┌─ Data entries

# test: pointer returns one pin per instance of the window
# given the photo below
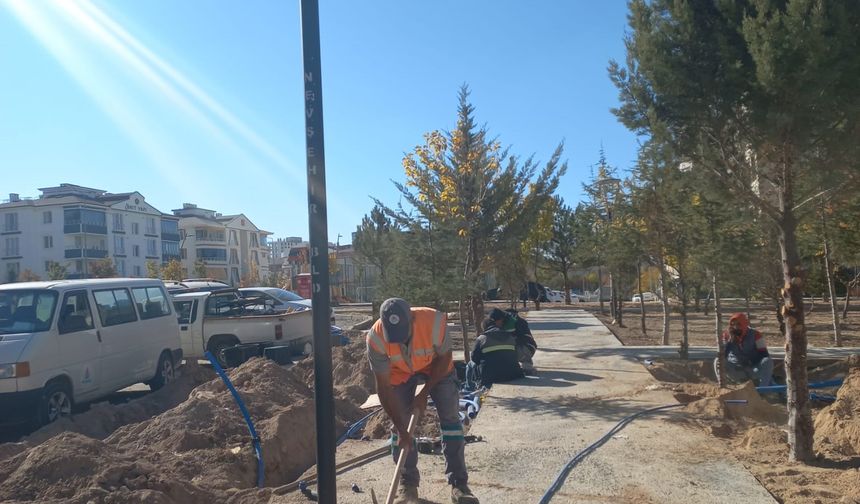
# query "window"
(10, 222)
(119, 245)
(26, 310)
(114, 307)
(75, 313)
(151, 302)
(118, 222)
(186, 311)
(12, 249)
(12, 271)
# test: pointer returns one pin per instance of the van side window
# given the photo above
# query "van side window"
(114, 306)
(75, 313)
(186, 311)
(151, 302)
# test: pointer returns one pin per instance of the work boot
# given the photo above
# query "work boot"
(406, 494)
(460, 494)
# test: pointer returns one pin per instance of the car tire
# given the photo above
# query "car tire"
(218, 344)
(55, 403)
(165, 373)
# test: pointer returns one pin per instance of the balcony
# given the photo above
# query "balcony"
(84, 228)
(88, 253)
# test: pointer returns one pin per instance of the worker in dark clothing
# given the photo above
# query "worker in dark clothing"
(747, 357)
(509, 320)
(495, 355)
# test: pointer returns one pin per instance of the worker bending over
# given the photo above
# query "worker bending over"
(405, 346)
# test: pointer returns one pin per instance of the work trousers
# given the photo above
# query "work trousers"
(524, 355)
(446, 398)
(761, 373)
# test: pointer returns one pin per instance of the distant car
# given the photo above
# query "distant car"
(280, 300)
(646, 296)
(554, 296)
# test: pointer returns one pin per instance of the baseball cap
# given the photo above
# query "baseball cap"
(396, 318)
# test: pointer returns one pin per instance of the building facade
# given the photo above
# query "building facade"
(75, 226)
(230, 246)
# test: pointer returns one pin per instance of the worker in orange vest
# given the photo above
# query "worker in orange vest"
(405, 346)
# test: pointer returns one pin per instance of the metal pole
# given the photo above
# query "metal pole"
(317, 218)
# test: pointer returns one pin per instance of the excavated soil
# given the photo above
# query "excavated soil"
(198, 451)
(755, 432)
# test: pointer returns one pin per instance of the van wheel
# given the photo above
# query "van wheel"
(56, 402)
(165, 373)
(218, 344)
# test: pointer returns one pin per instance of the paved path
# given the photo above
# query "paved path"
(532, 427)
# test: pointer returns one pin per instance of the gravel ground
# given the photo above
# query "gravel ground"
(532, 427)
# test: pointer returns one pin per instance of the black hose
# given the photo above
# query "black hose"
(579, 457)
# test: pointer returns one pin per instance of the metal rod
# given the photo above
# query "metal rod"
(317, 220)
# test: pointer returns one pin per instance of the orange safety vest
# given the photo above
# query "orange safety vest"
(428, 329)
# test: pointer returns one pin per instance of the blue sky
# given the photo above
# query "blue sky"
(201, 100)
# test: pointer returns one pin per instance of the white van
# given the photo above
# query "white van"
(70, 341)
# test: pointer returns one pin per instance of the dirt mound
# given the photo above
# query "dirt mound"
(202, 444)
(711, 402)
(81, 469)
(837, 427)
(679, 371)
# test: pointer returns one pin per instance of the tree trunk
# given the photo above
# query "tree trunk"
(664, 298)
(641, 298)
(600, 288)
(837, 332)
(718, 328)
(800, 428)
(464, 326)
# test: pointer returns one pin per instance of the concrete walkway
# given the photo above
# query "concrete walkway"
(533, 427)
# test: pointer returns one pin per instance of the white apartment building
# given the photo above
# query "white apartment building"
(75, 226)
(228, 244)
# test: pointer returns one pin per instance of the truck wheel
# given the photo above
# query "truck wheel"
(216, 345)
(165, 372)
(56, 402)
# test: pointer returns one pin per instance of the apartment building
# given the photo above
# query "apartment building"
(75, 226)
(229, 245)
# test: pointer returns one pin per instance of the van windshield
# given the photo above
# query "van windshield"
(26, 310)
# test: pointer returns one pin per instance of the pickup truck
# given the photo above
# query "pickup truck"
(212, 321)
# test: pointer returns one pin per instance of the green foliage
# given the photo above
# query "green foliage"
(56, 271)
(103, 268)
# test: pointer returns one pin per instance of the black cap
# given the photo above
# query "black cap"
(396, 316)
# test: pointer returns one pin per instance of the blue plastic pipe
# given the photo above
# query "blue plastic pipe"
(255, 439)
(781, 388)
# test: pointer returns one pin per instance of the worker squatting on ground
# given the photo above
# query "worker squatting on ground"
(747, 357)
(509, 320)
(495, 355)
(404, 346)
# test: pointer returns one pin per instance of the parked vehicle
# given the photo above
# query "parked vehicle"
(195, 285)
(72, 341)
(646, 296)
(282, 300)
(213, 321)
(554, 296)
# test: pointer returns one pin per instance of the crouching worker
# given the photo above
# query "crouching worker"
(495, 355)
(526, 346)
(405, 346)
(746, 353)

└─

§ **What to do**:
Give the entries again word for word, but skip the pictures.

§ **Solution for this exercise**:
# test: pointer returns one pin per instance of the window
# given the photo below
# query "window"
(10, 222)
(119, 245)
(26, 310)
(114, 307)
(75, 313)
(151, 302)
(118, 222)
(186, 311)
(12, 249)
(12, 271)
# test: pointer returns one pin per instance of the van side window
# given the photo above
# query "van side window"
(114, 306)
(75, 313)
(186, 311)
(151, 302)
# test: pointer returns one pin per instance of the work boot
# given the photo above
# query "work boot"
(406, 494)
(460, 494)
# test: pointer returns one pin per instance of the car tire
# given the photo above
# query "car tire"
(218, 344)
(55, 403)
(165, 373)
# test: pointer returns one pin per instance of the balcony
# given the photo above
# query "balcony"
(84, 228)
(88, 253)
# test: pointer returns one pin per instance of the worker in dark clothing
# given the photo above
# query "worker in dark clothing"
(747, 357)
(509, 320)
(495, 355)
# test: pointer returns one pin per instance of the worker bending over
# given the photo above
# query "worker bending over"
(405, 346)
# test: pointer returns one pin per instance of the work trousers
# given the photo above
# query "work trousers"
(524, 355)
(446, 398)
(761, 373)
# test: pointer returns one pin per instance of the distant car
# given the photo above
# query "distant car"
(280, 300)
(646, 296)
(554, 296)
# test: pointer returns one pin per instance of the baseball cap
# given the photo above
# query "baseball cap"
(396, 318)
# test: pointer returns one pin per instance of the building facade
# given the photo above
# query "building facade"
(75, 226)
(230, 246)
# test: pointer returns one pin per instance of the worker in orange vest
# given the photo above
# query "worker in orange vest"
(405, 346)
# test: pointer returns one pin per instance of the metal pole
# given the photo above
# query "metal pole"
(317, 218)
# test: pointer returns one pin per instance of the excavated soil
# given the photo above
# query "excavated soil"
(198, 451)
(755, 432)
# test: pointer returns one pin per instance of the van wheel
# given the photo above
# query "van wheel"
(56, 402)
(165, 373)
(218, 344)
# test: pointer returns one pin per instance of the paved path
# given the photo above
# query "paved path"
(532, 427)
# test: pointer returns one pin per instance of the gravel ground
# given the photo above
# query "gravel ground"
(532, 427)
# test: pointer returns one pin per instance of the black hose
# given the photo above
# query "black hose"
(579, 457)
# test: pointer returns one pin per instance of the metal rod
# given the photo above
# query "metal rod"
(317, 220)
# test: pointer returns one pin per instance of the orange safety vest
# given the photo above
# query "orange safety vest"
(428, 329)
# test: pointer returns one pin per instance of the blue sky
# given the photo above
# query "blue sky"
(201, 100)
# test: pointer returns one pin per instance of the white van
# given the photo above
# query "white van"
(70, 341)
# test: pointer returns one pin per instance of the dirt mound
# given the photo above
# query "dirt mound"
(202, 444)
(711, 402)
(81, 469)
(837, 427)
(679, 371)
# test: pointer returns one pin per instance of the tree trunk
# given the photo above
# query "tree trunk"
(664, 298)
(641, 298)
(600, 288)
(837, 332)
(718, 328)
(800, 428)
(464, 326)
# test: pointer returns one pin per instance of the concrete walkway
# given the photo above
# query "concrete walkway"
(533, 427)
# test: pointer returns one pin per instance of the white apartment building
# given the photo above
# query "white apartment building"
(75, 226)
(228, 244)
# test: pointer returns one pin per instance of the truck wheel
# given the photo above
# query "truck wheel"
(216, 345)
(165, 372)
(56, 402)
# test: pointer returns one pin per instance of the apartment building
# given the photo above
# query "apartment building"
(75, 226)
(229, 245)
# test: pointer returns one pin per instance of the van windshield
# given the photo above
# query "van windshield"
(26, 310)
# test: pointer returns one pin per instance of the pickup truck
# given the photo above
# query "pickup truck"
(212, 321)
# test: pointer returns one pin per instance of the green foliage
# given the photo above
# query "green foliage"
(56, 271)
(103, 268)
# test: pointer returns one pin per instance of the black cap
# given the photo above
# query "black cap"
(396, 316)
# test: pointer returns one pin per instance of the blue plastic pipe
# given the photo above
# query "blue plastic pipe"
(255, 439)
(781, 388)
# test: pointer returns one pin per instance of the worker squatting on ground
# given the photo above
# query "worker squatting on ground"
(747, 357)
(509, 320)
(495, 355)
(404, 346)
# test: pointer returns one pin per instance of the parked vehicle
# given the photo above
# query "parked vehicle"
(195, 285)
(72, 341)
(646, 296)
(282, 300)
(213, 321)
(554, 296)
# test: pointer returns one pin per instance of the crouching worker
# given the photo above
# query "crouching worker"
(495, 355)
(526, 346)
(405, 346)
(746, 353)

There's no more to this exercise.